((

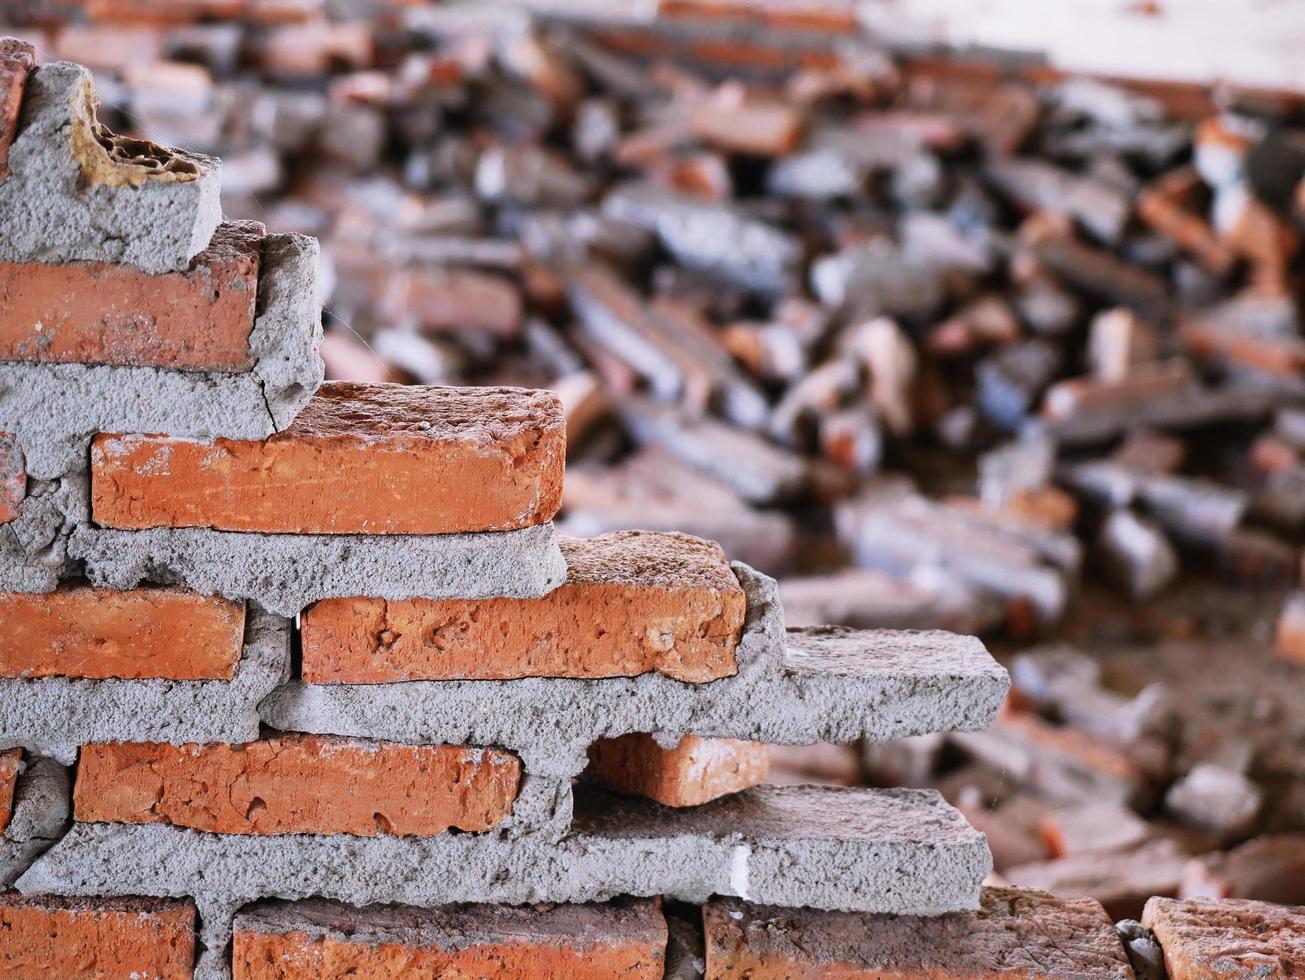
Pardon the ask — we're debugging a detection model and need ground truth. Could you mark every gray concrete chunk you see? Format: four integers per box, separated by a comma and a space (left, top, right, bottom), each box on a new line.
0, 757, 69, 888
68, 522, 569, 617
0, 474, 86, 592
0, 63, 221, 273
261, 564, 1009, 776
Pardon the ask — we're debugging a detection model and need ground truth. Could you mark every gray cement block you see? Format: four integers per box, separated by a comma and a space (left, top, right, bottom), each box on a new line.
0, 608, 289, 764
0, 757, 69, 888
0, 62, 221, 273
19, 784, 989, 980
0, 474, 86, 592
69, 522, 569, 617
0, 232, 323, 480
262, 564, 1009, 775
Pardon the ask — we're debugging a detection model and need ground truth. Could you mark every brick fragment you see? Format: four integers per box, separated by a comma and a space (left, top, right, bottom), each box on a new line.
233, 898, 666, 979
300, 530, 745, 683
1004, 838, 1190, 920
0, 750, 19, 834
0, 40, 35, 182
0, 585, 244, 681
0, 221, 262, 371
0, 433, 23, 524
1181, 834, 1305, 905
587, 734, 769, 807
1144, 896, 1305, 980
704, 888, 1133, 978
74, 734, 521, 837
379, 267, 523, 337
0, 893, 195, 978
90, 382, 565, 534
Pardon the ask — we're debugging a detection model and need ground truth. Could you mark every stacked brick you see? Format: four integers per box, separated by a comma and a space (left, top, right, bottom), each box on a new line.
0, 44, 1252, 980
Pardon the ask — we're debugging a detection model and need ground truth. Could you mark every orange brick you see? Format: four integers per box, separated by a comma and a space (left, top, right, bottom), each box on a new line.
0, 586, 244, 681
1144, 897, 1305, 979
74, 734, 521, 837
0, 750, 20, 834
0, 221, 262, 371
300, 531, 745, 684
0, 893, 195, 979
587, 734, 769, 807
233, 898, 666, 980
90, 382, 565, 534
0, 40, 35, 182
1275, 592, 1305, 666
0, 433, 23, 524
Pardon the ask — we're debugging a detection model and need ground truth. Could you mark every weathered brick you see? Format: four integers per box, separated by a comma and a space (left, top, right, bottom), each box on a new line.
0, 893, 195, 978
300, 530, 745, 683
1144, 896, 1305, 980
90, 382, 565, 534
0, 585, 244, 680
232, 898, 666, 979
74, 734, 521, 836
0, 221, 262, 371
703, 888, 1133, 979
0, 40, 35, 182
0, 433, 23, 524
0, 749, 19, 834
587, 734, 769, 807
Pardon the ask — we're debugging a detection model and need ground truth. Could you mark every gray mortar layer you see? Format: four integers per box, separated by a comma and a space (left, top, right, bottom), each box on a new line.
0, 607, 289, 764
262, 564, 1010, 776
0, 473, 87, 592
0, 232, 324, 480
0, 758, 69, 888
19, 785, 990, 980
68, 522, 569, 616
0, 62, 221, 273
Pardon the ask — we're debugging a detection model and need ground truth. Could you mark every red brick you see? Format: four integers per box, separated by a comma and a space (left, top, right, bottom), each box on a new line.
1181, 835, 1305, 905
0, 221, 262, 371
300, 531, 745, 683
704, 888, 1133, 978
587, 734, 769, 807
74, 734, 521, 837
233, 898, 666, 980
0, 750, 20, 834
0, 893, 195, 979
379, 267, 522, 337
0, 586, 244, 681
1144, 896, 1305, 980
90, 382, 565, 534
0, 40, 35, 183
0, 434, 23, 524
689, 83, 803, 157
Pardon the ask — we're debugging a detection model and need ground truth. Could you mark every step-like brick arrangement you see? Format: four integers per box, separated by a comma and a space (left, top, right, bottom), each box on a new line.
300, 531, 746, 682
74, 735, 522, 837
1144, 896, 1305, 979
0, 586, 244, 680
91, 382, 566, 534
232, 899, 667, 979
587, 734, 770, 806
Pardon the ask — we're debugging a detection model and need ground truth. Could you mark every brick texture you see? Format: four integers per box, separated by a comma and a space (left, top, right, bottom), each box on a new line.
0, 40, 34, 182
704, 888, 1134, 979
0, 433, 23, 524
90, 382, 566, 534
232, 898, 666, 980
0, 220, 262, 371
587, 734, 770, 807
0, 893, 195, 979
74, 734, 522, 836
1144, 896, 1305, 980
0, 749, 19, 834
300, 530, 746, 683
0, 586, 245, 680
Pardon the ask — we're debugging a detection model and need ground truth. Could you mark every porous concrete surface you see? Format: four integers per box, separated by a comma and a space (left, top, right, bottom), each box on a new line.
0, 63, 221, 273
0, 607, 288, 763
263, 564, 1009, 775
0, 474, 86, 592
0, 233, 323, 480
69, 522, 569, 616
0, 757, 68, 888
19, 784, 989, 980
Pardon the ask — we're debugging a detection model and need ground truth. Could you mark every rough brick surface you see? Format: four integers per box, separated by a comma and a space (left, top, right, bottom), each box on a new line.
704, 888, 1134, 979
587, 734, 770, 807
232, 898, 666, 979
0, 893, 195, 978
0, 750, 18, 834
90, 382, 565, 534
300, 531, 746, 683
1144, 896, 1305, 979
74, 734, 521, 837
0, 585, 245, 680
0, 434, 21, 525
0, 40, 34, 182
0, 220, 261, 371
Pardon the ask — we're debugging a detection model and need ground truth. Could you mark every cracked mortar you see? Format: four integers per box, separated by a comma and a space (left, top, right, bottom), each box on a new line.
0, 757, 68, 888
0, 473, 86, 592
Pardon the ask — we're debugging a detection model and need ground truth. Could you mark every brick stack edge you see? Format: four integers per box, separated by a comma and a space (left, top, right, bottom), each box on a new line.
0, 40, 1288, 980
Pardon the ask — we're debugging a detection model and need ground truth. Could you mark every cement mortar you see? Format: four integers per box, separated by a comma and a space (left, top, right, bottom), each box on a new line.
0, 474, 87, 592
0, 758, 69, 888
262, 564, 1009, 775
0, 608, 289, 764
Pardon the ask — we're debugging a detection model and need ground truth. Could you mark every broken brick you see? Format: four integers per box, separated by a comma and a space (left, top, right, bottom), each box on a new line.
587, 734, 769, 807
0, 749, 19, 834
0, 433, 23, 524
1143, 896, 1305, 980
0, 40, 34, 182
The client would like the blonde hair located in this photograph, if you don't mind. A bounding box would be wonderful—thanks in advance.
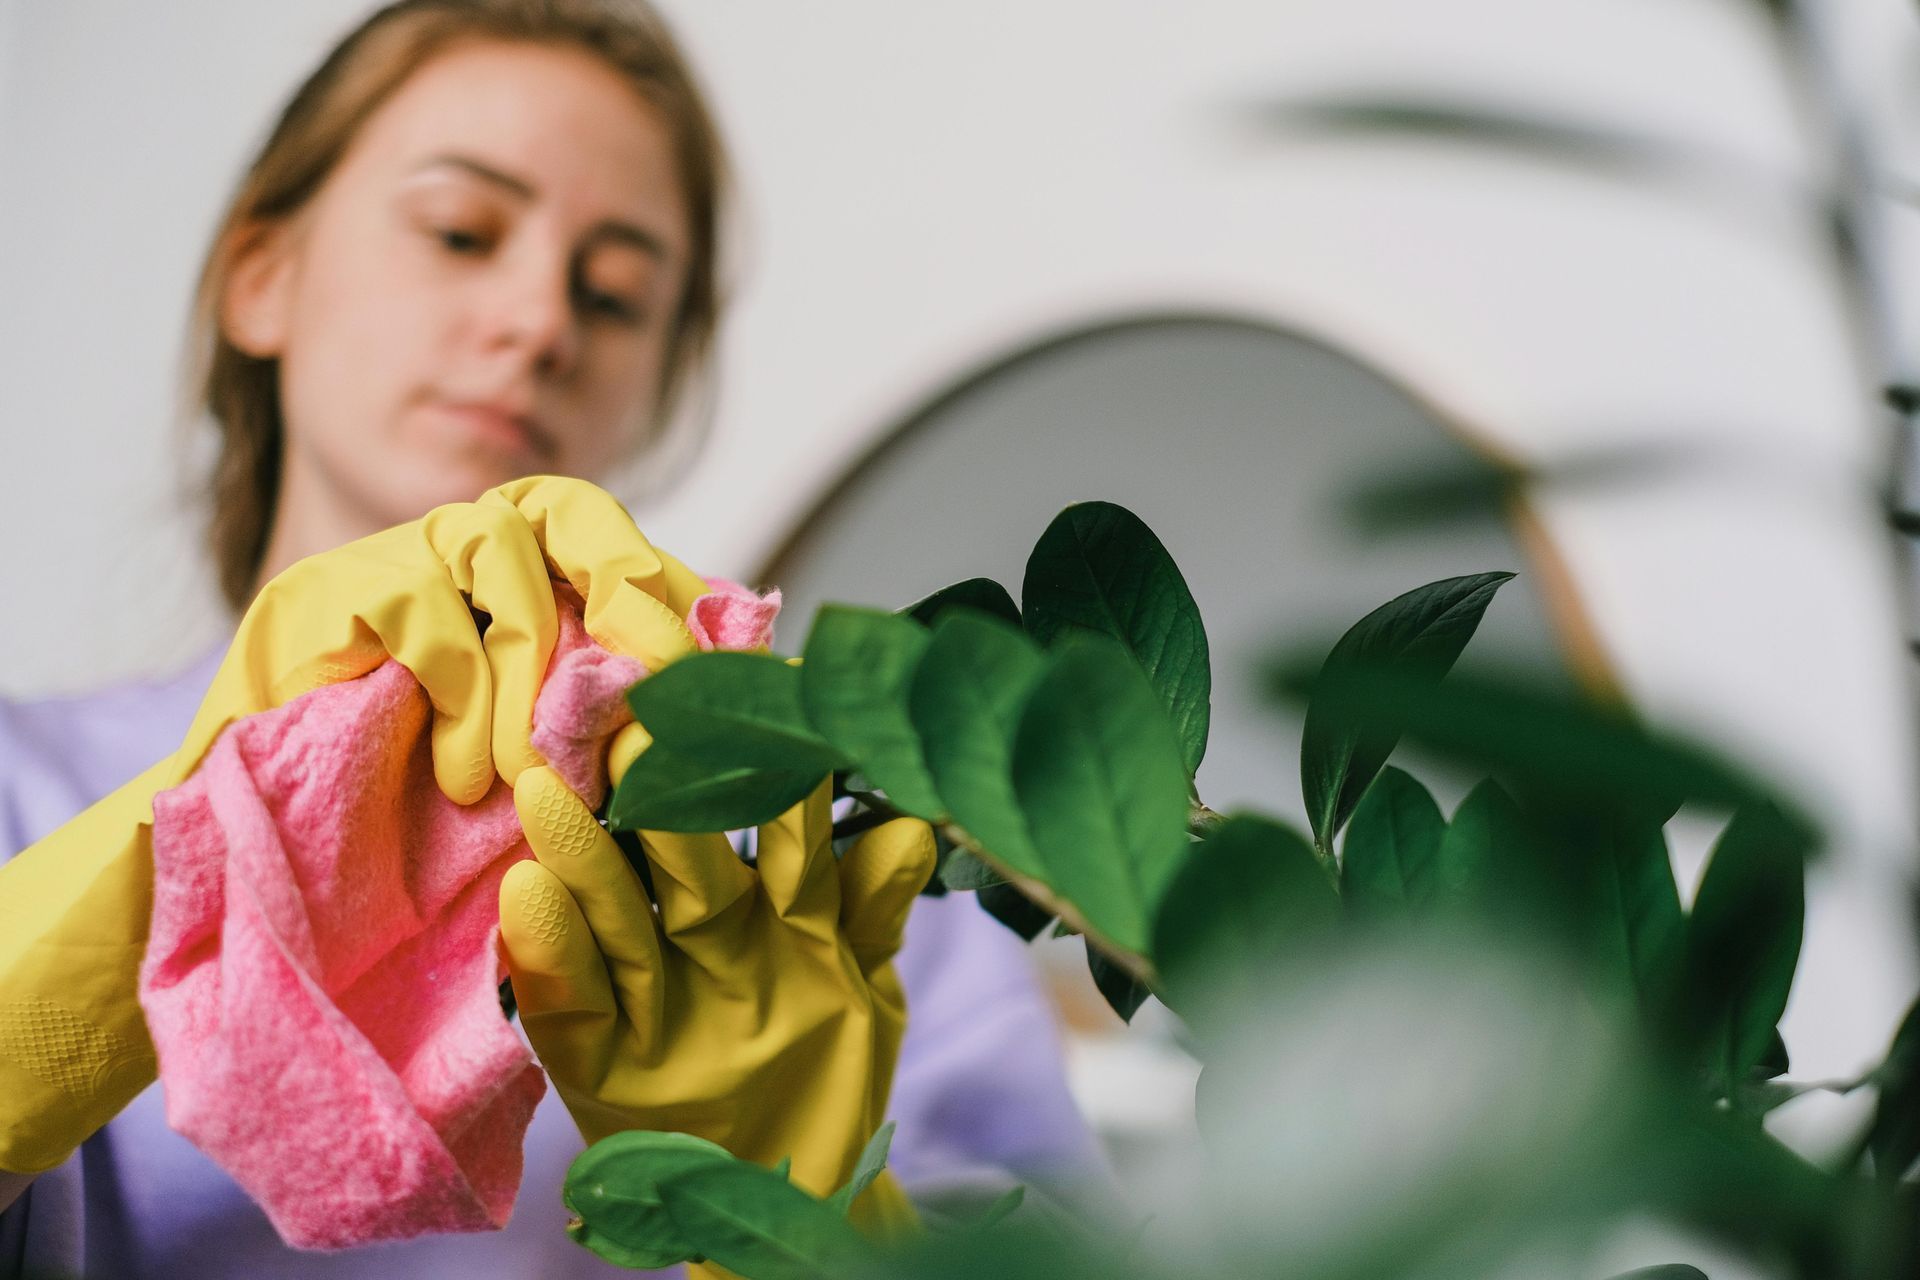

))

◆ **WHAT TO DO**:
Leaving the pictures aside, transcribe the entire listing exactly.

◆ **RESPONSE TO THIS TASK**:
Pardon the ask — we're debugging a detection model and need ground truth. Could you mark every gray concrete chunk you see? Format: four integers per box, separated by a comma and a space (left, top, right, bottom), each box on a new line.
0, 757, 69, 888
68, 522, 569, 617
0, 474, 86, 592
0, 63, 221, 273
261, 564, 1009, 776
Pardon the ask — we're debugging a detection model and need ground truth. Could you mark every gray cement block you see? Format: four integers per box, separated by a comma and a space (left, top, right, bottom), each box on a new line.
0, 608, 289, 764
0, 757, 69, 888
0, 62, 221, 273
19, 784, 989, 980
0, 474, 86, 592
69, 522, 569, 617
0, 232, 323, 480
262, 564, 1009, 775
Pardon the ask — we're debugging a detection model and need ground truth. Could you mark every brick fragment you see? Format: four integers per box, separated by a comma and a space (left, top, right, bottom), each box on a new line.
233, 898, 666, 979
300, 530, 745, 683
1004, 838, 1190, 920
0, 750, 19, 834
0, 40, 35, 182
0, 585, 244, 681
0, 221, 262, 371
0, 433, 23, 524
1181, 834, 1305, 905
587, 734, 769, 807
1144, 896, 1305, 980
704, 888, 1133, 978
74, 734, 521, 837
379, 267, 523, 337
0, 893, 195, 978
90, 382, 565, 534
Pardon the ask — we're debugging a detection model and need ground truth. Could you mark every stacked brick you see? Format: four integers per box, separated by a comma and a space (left, top, right, bottom), each box on a new line.
0, 44, 1252, 980
Pardon the ask — we're debugging a detection model and need ground truth. Could you mark every orange brick you see? Format: four integers per box, separated by a comma and a space (left, top, right, bottom), each box on a new line.
0, 586, 244, 681
1144, 897, 1305, 979
74, 734, 521, 837
0, 750, 20, 834
0, 221, 262, 371
300, 531, 745, 684
0, 893, 195, 979
587, 734, 769, 807
233, 898, 666, 980
90, 382, 565, 534
0, 40, 35, 182
1275, 592, 1305, 666
0, 433, 23, 524
Pardon the ask — we're debugging a detection model and need ground truth. Could you mark every weathered brick you see? Format: four integers per box, separated by a comma and a space (left, top, right, bottom), each box on a new line.
0, 893, 195, 978
300, 530, 745, 683
1144, 896, 1305, 980
90, 382, 565, 534
0, 585, 244, 680
232, 898, 666, 979
74, 734, 521, 836
0, 221, 262, 371
703, 888, 1133, 979
0, 40, 35, 182
0, 433, 23, 524
0, 749, 19, 834
587, 734, 769, 807
Pardon the ask — we're debugging a detection model and need ground truth. Could you mark every gray mortar layer you see? Format: four integers per box, separated by a comma and a space (left, top, right, bottom), each box on a new line.
0, 607, 289, 764
262, 564, 1010, 776
0, 473, 87, 592
0, 232, 324, 480
0, 758, 69, 888
19, 785, 990, 980
68, 522, 569, 616
0, 62, 221, 273
Pardon the ask — we're debugging a detection model and need ground truth. Could you mark every red brick you see? Format: four integers per box, separated by a comma and a space (left, top, right, bottom), each box on a new line.
1181, 835, 1305, 905
0, 221, 262, 371
300, 531, 745, 683
704, 888, 1133, 978
587, 734, 769, 807
74, 734, 521, 837
233, 898, 666, 980
0, 750, 20, 834
0, 893, 195, 979
379, 267, 522, 337
0, 586, 244, 681
1144, 896, 1305, 980
90, 382, 565, 534
0, 40, 35, 183
0, 434, 23, 524
689, 83, 803, 157
Pardon the ask — we're debugging a detection model and need ground truth. Could you mark every step-like brick arrangement you see? Format: four integers per box, separated by a comma and a space (left, top, right, bottom), each box on a new line.
300, 531, 746, 682
74, 735, 522, 837
1144, 896, 1305, 979
0, 586, 244, 680
91, 382, 566, 534
232, 899, 667, 979
587, 734, 770, 806
Pardon the ask — we're debugging a detection model and need ground truth. Could you mark every brick texture you see? Format: four integers per box, separated by a comma and a space (left, top, right, bottom), each box on a new line.
0, 40, 34, 182
704, 888, 1134, 979
0, 433, 23, 524
90, 382, 566, 534
232, 898, 666, 980
0, 220, 262, 371
587, 734, 770, 807
0, 893, 195, 979
74, 734, 522, 836
1144, 896, 1305, 980
0, 749, 19, 834
300, 530, 746, 683
0, 586, 245, 680
Pardon the ask — we're debugging a detection model and need ground truth. Could you mark every porous concrete surface you see? Format: four integers per box, separated by a comma and a space (left, top, right, bottom), each box on a new line.
0, 63, 221, 273
0, 607, 288, 763
263, 564, 1009, 775
0, 474, 86, 592
0, 233, 323, 480
69, 522, 569, 616
0, 757, 68, 888
19, 784, 989, 980
Pardon the ask — we're debugging a detection model and need ground truth. Could you mark every rough brick surface you see? Format: four integers per box, separated by a comma and a space (left, top, right, bottom), each box on a new line.
704, 888, 1134, 979
587, 734, 770, 807
232, 898, 666, 979
0, 893, 195, 978
0, 750, 18, 834
90, 382, 565, 534
300, 531, 746, 683
1144, 896, 1305, 979
74, 734, 521, 837
0, 585, 245, 680
0, 434, 21, 525
0, 40, 34, 182
0, 220, 261, 371
Pardon the ask — we're debugging a detection model and need ground truth. Could you mark every cracked mortar you see? Format: four integers per box, separated by a comma and a space (left, top, right, bottom), each box on a new line.
0, 757, 68, 888
0, 473, 86, 592
Pardon the ask — we're debugging a detection model and need ground truth. Could you mark every brick stack edge you see? Format: four integers per box, separated by a comma and a space (left, top, right, bottom), each box on a new line.
0, 40, 1288, 980
Pardon the ask — we're debugging a detection model and need ground truth. Could you mark every cement mortar you see? Format: four integers per box, separated by a comma and a space (left, top, right, bottom), each box on a new line.
0, 474, 87, 592
0, 758, 69, 888
262, 564, 1009, 775
0, 608, 289, 764
Pardon the ask — we're debugging a detection model and need ground truth. Could you mark every broken brick you see? Format: four integers per box, separated by a comma and a space (left, top, right, bottom), each box on a new line.
587, 734, 769, 807
0, 749, 19, 834
0, 433, 23, 524
1143, 896, 1305, 980
0, 40, 34, 182
The client would like the blonde hair located in this photograph, if you don't mind. A bounding box would be wonderful—thanks in advance.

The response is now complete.